§ **VEREISTE OPDRACHT**:
Neem alle onderstaande gegevens letterlijk en volledig over, maar laat de afbeeldingen weg.

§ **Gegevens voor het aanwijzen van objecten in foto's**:
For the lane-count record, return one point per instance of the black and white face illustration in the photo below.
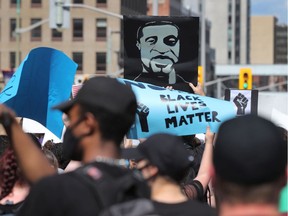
(159, 47)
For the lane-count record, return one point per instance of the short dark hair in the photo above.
(154, 23)
(230, 192)
(112, 126)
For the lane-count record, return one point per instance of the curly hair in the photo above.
(9, 172)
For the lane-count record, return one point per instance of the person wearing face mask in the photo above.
(163, 162)
(158, 43)
(98, 121)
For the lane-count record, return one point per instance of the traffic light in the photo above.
(245, 78)
(200, 75)
(59, 15)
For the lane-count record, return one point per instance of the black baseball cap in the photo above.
(166, 152)
(249, 150)
(104, 92)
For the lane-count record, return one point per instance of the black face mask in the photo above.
(71, 148)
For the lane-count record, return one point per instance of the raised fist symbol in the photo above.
(241, 103)
(143, 112)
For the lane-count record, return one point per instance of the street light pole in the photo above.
(17, 62)
(203, 41)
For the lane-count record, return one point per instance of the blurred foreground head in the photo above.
(103, 106)
(250, 159)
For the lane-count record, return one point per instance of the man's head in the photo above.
(159, 46)
(102, 106)
(249, 160)
(165, 152)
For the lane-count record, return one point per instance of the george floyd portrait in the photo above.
(161, 50)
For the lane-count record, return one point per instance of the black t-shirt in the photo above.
(188, 208)
(65, 194)
(10, 209)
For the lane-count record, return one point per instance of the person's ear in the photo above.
(91, 122)
(153, 170)
(138, 45)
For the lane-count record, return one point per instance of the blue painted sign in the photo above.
(176, 112)
(43, 80)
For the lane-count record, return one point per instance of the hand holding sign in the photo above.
(241, 102)
(143, 112)
(171, 111)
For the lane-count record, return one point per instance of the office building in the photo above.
(92, 39)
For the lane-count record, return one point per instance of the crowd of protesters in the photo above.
(240, 171)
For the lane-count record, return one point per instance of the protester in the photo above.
(51, 158)
(24, 147)
(249, 167)
(13, 186)
(164, 161)
(57, 149)
(99, 119)
(196, 189)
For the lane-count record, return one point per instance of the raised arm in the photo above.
(32, 161)
(203, 175)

§ **VOLLEDIGE UITVOER**:
For the lane-count record, return one point per instance of the black and white face illustration in the photo below.
(159, 47)
For the lane-count record, return one point per instance of the short dark hair in the photo above.
(154, 23)
(230, 192)
(112, 126)
For the lane-count record, return one point per instance of the curly hair in the photo above.
(9, 172)
For the lane-count record, return one point per instance of the person wearing face mask in the photo above.
(163, 162)
(158, 43)
(98, 121)
For the lane-count record, return one point per instance of the traffic light in the photo above.
(245, 78)
(200, 75)
(59, 15)
For the lane-count record, return one point per instance of the black baseball cap in the photo above.
(166, 152)
(249, 150)
(104, 92)
For the lane-count record, return one point per instance of the black face mask in the photo above.
(71, 148)
For the lane-count record, return one point per instance of the raised fist symbol in the photo above.
(241, 103)
(143, 112)
For the lane-count record, return one point per instance of the street light pole in the photo above.
(17, 62)
(203, 41)
For the lane-count record, return one point per instance of the blurred foreground head in the photo above.
(103, 106)
(250, 159)
For the lane-count record, return one point per instance of the man's head in the photo above.
(159, 46)
(102, 106)
(249, 160)
(165, 152)
For the lane-count record, return one point per instance of the george floyd portrait in the photo above.
(161, 50)
For the lane-count record, return one point per instance of the black t-shirt in the photo above.
(188, 208)
(65, 194)
(10, 209)
For the lane-count record, return one point per instance of the person's ear in the photo above.
(91, 122)
(153, 170)
(138, 45)
For the lane-count record, return one point per instance of the blue painted sign in the photo above.
(176, 112)
(43, 80)
For the lane-count record, return one point per instance of the hand holding sign in the photo above.
(241, 102)
(143, 112)
(171, 111)
For the lane-count record, return one point per instance of the office building in the photo above.
(92, 39)
For the lane-count record, return one point per instance of the crowd of protesters in the photo above.
(240, 171)
For the lane-count record, return one point per instance of the protester in the photo above.
(51, 158)
(24, 147)
(249, 167)
(13, 186)
(164, 161)
(57, 149)
(99, 119)
(196, 189)
For the lane-count record, return one point per instance of the raised arm in the photo above.
(32, 161)
(203, 175)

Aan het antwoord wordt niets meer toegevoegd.